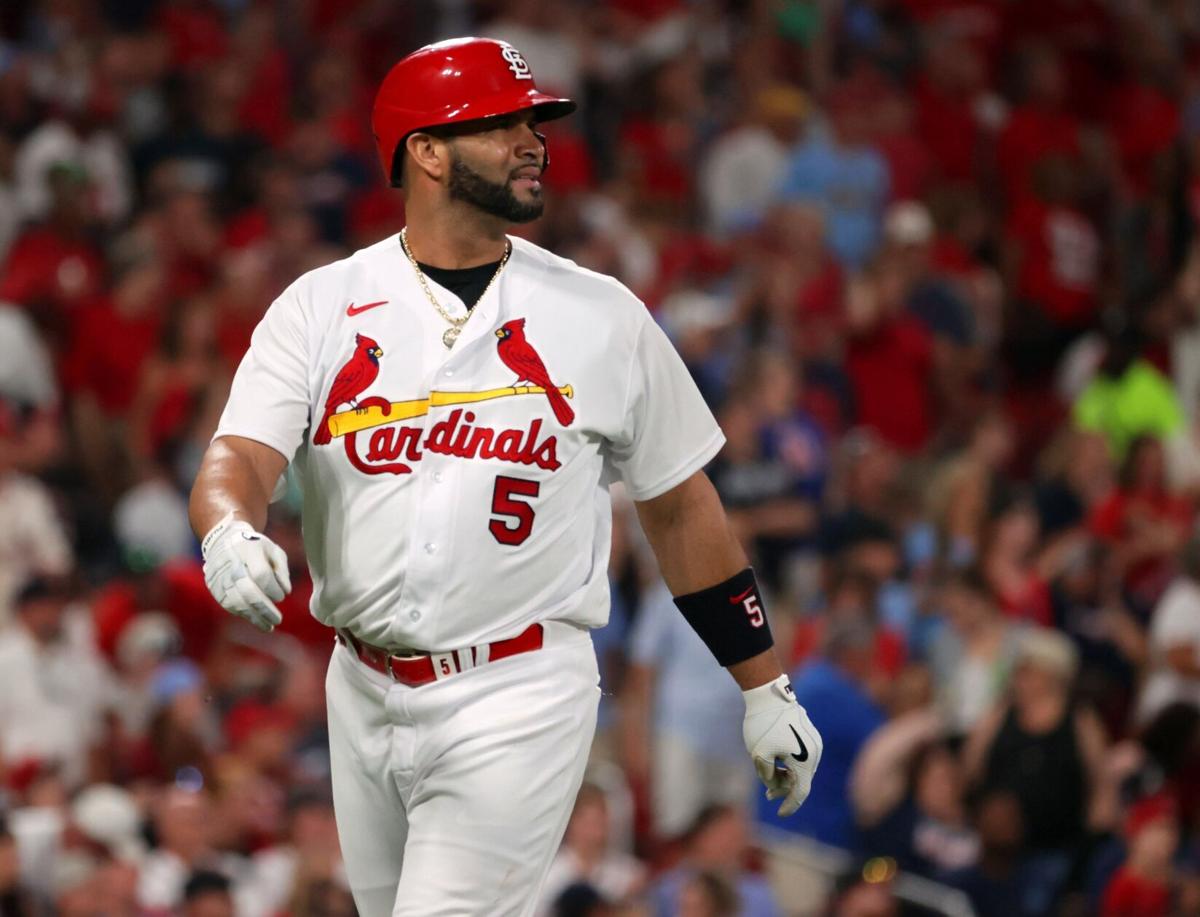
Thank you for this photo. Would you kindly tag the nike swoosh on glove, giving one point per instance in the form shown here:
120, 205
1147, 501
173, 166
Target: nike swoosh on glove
246, 571
783, 742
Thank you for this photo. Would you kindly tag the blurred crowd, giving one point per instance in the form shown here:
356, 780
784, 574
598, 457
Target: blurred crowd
934, 264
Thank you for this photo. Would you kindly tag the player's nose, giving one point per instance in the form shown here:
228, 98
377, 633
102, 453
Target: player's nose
528, 143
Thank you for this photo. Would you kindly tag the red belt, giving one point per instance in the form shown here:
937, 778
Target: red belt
418, 670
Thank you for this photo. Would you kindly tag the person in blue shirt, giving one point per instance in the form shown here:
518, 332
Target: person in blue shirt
847, 178
715, 845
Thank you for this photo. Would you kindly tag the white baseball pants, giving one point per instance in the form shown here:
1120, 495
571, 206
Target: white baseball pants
451, 798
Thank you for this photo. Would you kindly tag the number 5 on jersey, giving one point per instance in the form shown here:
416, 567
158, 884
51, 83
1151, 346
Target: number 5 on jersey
505, 503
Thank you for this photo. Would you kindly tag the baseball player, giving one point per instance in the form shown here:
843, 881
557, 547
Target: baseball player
456, 403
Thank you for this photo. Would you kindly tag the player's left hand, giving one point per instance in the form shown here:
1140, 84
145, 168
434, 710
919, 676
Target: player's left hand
783, 742
246, 571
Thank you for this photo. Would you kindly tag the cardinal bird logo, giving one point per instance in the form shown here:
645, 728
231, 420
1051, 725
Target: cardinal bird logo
352, 381
519, 355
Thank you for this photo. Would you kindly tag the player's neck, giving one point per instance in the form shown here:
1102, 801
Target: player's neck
455, 237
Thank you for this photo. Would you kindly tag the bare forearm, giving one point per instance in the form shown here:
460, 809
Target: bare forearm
235, 477
696, 549
691, 538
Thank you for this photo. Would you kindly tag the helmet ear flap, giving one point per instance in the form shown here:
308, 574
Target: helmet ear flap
396, 174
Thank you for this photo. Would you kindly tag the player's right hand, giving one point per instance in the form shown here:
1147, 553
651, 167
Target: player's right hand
245, 571
783, 742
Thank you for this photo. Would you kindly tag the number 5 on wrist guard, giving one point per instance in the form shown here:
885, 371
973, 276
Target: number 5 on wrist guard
730, 618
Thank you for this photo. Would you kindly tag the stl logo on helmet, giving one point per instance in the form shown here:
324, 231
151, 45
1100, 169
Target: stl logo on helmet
516, 63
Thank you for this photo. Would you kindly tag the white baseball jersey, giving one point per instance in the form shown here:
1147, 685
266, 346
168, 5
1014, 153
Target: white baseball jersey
449, 499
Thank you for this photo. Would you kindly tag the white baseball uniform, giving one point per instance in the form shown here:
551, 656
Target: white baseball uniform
450, 502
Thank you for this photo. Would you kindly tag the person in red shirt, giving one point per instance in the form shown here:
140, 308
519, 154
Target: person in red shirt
1053, 249
946, 94
1143, 886
54, 267
1144, 522
1037, 127
889, 359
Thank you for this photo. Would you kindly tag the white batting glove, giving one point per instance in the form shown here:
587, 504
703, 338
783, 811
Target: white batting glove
246, 571
784, 743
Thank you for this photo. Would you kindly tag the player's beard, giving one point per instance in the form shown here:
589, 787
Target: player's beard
492, 198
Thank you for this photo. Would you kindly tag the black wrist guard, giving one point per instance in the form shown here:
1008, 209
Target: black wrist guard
730, 618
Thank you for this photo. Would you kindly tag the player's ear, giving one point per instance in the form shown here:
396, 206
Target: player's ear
427, 154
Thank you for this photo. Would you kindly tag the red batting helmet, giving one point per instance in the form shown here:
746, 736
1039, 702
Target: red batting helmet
461, 79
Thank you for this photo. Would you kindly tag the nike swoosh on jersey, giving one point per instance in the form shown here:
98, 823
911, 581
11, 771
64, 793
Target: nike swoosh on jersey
352, 310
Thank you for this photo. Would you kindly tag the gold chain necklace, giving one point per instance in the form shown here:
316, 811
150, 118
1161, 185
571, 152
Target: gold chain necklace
451, 334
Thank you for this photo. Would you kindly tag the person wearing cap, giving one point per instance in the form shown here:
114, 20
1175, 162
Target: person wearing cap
741, 175
1048, 751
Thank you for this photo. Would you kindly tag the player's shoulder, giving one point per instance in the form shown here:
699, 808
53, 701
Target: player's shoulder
358, 271
576, 282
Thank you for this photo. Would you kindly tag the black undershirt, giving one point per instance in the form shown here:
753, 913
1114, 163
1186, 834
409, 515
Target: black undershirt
467, 283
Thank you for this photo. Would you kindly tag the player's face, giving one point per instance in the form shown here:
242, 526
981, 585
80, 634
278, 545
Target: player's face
499, 169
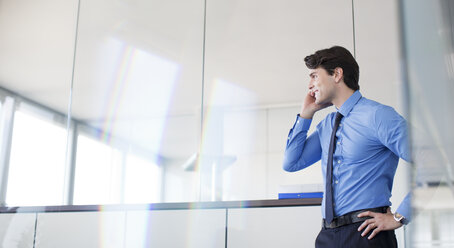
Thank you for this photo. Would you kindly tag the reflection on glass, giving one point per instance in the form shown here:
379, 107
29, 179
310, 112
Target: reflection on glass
142, 181
98, 173
36, 169
138, 88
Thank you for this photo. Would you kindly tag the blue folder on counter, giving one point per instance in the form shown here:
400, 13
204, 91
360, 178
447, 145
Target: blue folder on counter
300, 195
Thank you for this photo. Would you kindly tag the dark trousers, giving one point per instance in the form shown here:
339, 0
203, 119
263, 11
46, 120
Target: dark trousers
348, 237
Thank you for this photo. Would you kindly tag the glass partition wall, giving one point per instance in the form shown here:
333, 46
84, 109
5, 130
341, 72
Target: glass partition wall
169, 101
429, 48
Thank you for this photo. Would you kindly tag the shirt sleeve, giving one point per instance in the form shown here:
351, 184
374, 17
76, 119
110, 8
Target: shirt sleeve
392, 132
301, 151
405, 207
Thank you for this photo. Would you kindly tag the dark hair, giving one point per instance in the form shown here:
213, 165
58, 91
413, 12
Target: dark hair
333, 57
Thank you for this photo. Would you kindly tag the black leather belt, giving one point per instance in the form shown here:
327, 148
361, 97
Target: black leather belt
351, 218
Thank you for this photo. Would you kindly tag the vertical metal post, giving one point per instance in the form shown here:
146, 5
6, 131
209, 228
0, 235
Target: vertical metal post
6, 135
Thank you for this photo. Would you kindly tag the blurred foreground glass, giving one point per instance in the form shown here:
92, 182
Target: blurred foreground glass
428, 36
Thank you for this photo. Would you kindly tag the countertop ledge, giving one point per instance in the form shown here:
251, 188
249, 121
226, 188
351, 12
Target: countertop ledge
166, 206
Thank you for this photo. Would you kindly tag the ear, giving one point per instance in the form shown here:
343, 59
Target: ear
338, 74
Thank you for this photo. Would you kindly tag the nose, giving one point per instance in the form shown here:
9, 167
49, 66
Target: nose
311, 85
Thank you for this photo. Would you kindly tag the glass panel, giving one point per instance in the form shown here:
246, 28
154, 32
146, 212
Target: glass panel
37, 48
142, 180
36, 173
98, 170
254, 66
430, 68
138, 86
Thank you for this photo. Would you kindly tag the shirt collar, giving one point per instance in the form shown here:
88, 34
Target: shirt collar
350, 103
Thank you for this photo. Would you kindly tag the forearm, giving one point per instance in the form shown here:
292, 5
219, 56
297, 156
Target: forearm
301, 151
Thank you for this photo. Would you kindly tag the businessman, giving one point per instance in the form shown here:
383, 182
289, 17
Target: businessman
359, 146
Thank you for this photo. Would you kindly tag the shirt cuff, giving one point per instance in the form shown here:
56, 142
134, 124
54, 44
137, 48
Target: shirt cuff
301, 124
405, 207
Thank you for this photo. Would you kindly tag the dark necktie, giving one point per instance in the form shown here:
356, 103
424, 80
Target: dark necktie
329, 208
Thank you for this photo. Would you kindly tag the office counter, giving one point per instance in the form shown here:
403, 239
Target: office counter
258, 223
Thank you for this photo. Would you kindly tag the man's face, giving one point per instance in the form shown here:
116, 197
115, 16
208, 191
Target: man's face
321, 85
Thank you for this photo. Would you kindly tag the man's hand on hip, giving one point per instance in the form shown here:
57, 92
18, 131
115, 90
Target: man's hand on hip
379, 222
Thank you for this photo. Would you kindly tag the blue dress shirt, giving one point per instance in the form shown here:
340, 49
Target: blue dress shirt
370, 139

▬▬▬

_Task brief_
Please quote nothing but the lines from the line with "dark necktie, giving" through the end of the data above, exactly as written, ends included.

_Exercise solution_
Thank you for this photo. Would you kindly tag the dark necktie, giving one point per instance in the form shown here:
356, 103
424, 80
Target: dark necktie
329, 208
Thank you for this photo. Would you kindly tag the office counter, giving one point per instance in the form shown here:
403, 239
Target: office counter
258, 223
Thank you for this photo. Would you kindly tag the man's face, giving one point per instance in the form shown here:
116, 197
115, 16
208, 191
Target: man's face
321, 85
Thank you for this photo. Would you kindly tag the man's hand on hip, giving one point per instance in the form shown here:
57, 92
18, 131
115, 90
Target: man's hand on hip
379, 222
Thank you for this photo. Would you kindly tag the blue dress shirt, giving one point per instance in the form shown here:
340, 49
Target: blue dress shirt
370, 139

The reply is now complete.